- [Task directions]: A verbatim copy of the line containing "It would be great if you could find the bird in" and all lines after it, up to and including the final line of the records, is the only acceptable output.

- [Records for this exercise]:
== Segment start ==

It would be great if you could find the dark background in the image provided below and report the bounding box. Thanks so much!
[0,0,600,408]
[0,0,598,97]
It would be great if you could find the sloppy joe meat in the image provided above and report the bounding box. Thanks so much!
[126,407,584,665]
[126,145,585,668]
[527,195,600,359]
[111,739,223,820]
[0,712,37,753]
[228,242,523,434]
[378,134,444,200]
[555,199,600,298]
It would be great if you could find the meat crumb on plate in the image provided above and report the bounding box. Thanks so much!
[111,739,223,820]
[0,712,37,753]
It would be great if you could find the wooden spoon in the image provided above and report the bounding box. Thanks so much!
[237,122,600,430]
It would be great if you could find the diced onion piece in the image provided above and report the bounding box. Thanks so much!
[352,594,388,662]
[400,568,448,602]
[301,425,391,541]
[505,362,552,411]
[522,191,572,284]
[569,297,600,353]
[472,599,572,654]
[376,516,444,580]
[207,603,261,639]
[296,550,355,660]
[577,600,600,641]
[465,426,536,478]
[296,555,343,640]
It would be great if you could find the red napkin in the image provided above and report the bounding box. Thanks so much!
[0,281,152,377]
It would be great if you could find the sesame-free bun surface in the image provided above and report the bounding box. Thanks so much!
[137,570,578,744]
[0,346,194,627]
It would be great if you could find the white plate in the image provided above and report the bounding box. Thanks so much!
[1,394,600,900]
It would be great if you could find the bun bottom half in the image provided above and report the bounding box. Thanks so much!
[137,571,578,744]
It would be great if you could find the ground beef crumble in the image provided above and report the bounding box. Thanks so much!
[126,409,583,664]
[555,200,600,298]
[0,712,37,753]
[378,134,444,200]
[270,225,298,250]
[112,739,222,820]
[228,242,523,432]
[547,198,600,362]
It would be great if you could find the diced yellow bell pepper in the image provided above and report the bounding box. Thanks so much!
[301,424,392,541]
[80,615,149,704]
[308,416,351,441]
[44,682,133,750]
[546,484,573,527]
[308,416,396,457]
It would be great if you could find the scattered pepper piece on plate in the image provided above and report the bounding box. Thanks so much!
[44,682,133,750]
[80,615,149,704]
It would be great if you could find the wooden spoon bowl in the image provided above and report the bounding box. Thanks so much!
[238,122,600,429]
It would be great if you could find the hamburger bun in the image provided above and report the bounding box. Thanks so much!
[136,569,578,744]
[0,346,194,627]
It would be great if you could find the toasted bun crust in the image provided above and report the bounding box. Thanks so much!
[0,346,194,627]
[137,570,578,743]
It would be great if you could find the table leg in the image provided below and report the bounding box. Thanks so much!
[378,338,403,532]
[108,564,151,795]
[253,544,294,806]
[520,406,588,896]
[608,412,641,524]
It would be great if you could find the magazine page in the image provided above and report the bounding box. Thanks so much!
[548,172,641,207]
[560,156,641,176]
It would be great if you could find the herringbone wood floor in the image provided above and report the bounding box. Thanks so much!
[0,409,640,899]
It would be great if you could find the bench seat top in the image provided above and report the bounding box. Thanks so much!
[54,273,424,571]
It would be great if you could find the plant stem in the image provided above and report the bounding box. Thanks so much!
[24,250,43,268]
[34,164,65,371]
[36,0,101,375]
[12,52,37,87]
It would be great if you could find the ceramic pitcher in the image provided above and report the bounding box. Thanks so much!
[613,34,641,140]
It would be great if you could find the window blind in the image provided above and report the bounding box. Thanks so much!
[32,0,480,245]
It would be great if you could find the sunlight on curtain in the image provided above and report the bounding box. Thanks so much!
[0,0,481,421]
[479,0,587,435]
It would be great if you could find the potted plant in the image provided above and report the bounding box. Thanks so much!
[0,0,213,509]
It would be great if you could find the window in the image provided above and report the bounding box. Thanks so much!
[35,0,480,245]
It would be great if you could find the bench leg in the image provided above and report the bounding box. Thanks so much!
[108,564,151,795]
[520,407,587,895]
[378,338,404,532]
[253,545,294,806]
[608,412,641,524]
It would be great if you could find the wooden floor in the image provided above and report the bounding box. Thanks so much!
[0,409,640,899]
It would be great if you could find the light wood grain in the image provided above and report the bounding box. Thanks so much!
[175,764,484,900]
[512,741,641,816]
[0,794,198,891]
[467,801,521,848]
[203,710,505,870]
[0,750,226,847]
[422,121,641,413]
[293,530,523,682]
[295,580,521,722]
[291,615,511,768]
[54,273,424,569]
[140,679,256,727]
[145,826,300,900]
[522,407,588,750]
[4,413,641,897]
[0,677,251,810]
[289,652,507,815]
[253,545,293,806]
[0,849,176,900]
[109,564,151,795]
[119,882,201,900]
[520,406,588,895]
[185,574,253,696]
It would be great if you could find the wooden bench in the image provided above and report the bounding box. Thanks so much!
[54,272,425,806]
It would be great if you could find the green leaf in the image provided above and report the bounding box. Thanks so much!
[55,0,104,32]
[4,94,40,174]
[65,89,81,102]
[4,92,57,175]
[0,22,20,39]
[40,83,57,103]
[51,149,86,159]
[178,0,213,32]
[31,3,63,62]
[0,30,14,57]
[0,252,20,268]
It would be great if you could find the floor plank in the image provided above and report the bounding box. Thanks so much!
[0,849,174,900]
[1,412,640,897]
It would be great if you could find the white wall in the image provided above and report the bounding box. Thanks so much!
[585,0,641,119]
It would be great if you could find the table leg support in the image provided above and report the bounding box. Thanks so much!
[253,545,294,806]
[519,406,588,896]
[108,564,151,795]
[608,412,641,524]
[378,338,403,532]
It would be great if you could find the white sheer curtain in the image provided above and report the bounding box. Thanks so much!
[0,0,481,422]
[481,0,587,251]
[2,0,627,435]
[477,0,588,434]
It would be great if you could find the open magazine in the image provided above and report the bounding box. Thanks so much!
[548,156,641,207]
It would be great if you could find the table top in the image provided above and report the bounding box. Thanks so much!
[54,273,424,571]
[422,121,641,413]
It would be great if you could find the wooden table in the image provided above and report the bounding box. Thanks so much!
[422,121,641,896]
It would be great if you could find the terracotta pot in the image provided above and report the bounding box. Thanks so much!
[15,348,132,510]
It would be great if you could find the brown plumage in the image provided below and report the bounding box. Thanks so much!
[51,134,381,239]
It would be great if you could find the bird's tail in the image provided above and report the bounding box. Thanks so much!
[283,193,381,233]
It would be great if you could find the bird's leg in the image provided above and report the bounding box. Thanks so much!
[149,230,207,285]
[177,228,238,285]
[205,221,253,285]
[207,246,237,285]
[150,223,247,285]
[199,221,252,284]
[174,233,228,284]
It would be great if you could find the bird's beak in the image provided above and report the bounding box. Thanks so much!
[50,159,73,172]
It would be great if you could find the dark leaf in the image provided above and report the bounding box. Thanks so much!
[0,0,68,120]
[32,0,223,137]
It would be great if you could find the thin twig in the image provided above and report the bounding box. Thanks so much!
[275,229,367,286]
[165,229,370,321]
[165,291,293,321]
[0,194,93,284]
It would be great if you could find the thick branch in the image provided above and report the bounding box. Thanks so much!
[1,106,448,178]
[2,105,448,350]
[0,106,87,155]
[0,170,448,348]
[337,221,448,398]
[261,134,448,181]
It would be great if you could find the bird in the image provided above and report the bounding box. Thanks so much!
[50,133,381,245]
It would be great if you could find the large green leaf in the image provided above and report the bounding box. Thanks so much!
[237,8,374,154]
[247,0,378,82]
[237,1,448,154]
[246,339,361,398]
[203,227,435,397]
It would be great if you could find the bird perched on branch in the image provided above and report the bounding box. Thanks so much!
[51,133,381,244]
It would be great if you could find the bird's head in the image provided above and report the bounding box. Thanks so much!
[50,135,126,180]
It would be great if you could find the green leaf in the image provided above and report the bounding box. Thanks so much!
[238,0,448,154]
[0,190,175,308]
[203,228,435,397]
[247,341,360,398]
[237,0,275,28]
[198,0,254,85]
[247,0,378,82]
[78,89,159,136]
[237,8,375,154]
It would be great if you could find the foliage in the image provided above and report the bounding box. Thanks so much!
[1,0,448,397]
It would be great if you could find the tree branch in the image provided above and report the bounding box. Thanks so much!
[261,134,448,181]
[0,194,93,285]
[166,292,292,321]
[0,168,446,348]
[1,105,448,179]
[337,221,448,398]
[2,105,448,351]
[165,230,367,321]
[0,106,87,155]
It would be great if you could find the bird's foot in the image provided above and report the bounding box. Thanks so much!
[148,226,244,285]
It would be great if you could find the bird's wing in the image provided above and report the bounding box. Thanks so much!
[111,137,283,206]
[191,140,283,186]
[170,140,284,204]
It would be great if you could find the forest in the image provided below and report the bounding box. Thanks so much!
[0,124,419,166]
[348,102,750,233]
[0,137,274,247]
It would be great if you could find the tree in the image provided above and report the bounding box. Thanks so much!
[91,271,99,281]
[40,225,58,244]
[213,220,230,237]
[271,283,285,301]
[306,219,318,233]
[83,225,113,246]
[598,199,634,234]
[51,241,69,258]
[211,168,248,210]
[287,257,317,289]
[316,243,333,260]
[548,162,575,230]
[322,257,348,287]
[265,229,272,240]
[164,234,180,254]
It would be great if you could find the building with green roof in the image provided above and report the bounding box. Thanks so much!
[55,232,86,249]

== Segment end ==

- [Output]:
It would be great if you could find the bird in the image provided above and report the bounding box. Thanks so much!
[50,133,381,245]
It would be great if you could find the large green leaf in the image provided above and report the bounding box. Thanks so much!
[237,8,374,154]
[247,0,378,82]
[237,1,448,154]
[246,339,361,398]
[203,227,435,397]
It would be great if you could find the bird perched on branch in the image provided above and report the bounding box. Thanks so much!
[51,133,381,244]
It would be great if you could find the bird's head in the image provided above and report the bounding box. Thanks so much!
[50,135,126,180]
It would be great if you could find the green leaf in the image provided above and report the bounding box. Thanks so much!
[238,0,448,154]
[0,190,175,308]
[203,228,435,397]
[247,341,360,398]
[237,0,275,28]
[198,0,254,85]
[247,0,378,82]
[78,89,159,136]
[237,8,375,154]
It would be great if you could find the foliage in the image provided above and report the bounding box. Thanks so much!
[1,0,448,397]
It would be great if you could find the tree branch in the image provided above and report the bounding box. Thanks so much!
[261,134,448,181]
[0,194,93,285]
[166,292,292,321]
[0,168,446,348]
[1,105,448,179]
[337,221,448,398]
[2,105,448,351]
[165,230,367,321]
[0,106,87,155]
It would be great if you could find the bird's foot in the image provided above and report the bounding box. Thanks so much!
[148,226,244,285]
It would be great if you could find the bird's wing in the image provided above and report the bounding box. Thanks so much!
[111,137,283,206]
[191,140,283,186]
[170,140,284,204]
It would be great if you could find the forest in the image provided below and report the bounding box. Thanks so much!
[0,124,419,166]
[348,102,750,233]
[0,137,274,247]
It would be great if you could find the tree in the image provided above and report the bounding box. Thanks so much!
[91,271,99,281]
[40,225,58,244]
[213,220,230,237]
[271,283,285,301]
[306,219,318,233]
[83,225,113,246]
[598,199,634,234]
[51,241,69,258]
[211,168,248,210]
[287,257,317,289]
[316,243,333,260]
[548,162,575,230]
[322,257,348,287]
[265,229,272,240]
[164,234,180,254]
It would be great if you could find the building with green roof in the image provided above and report the bounding box. Thanks so much!
[55,232,86,249]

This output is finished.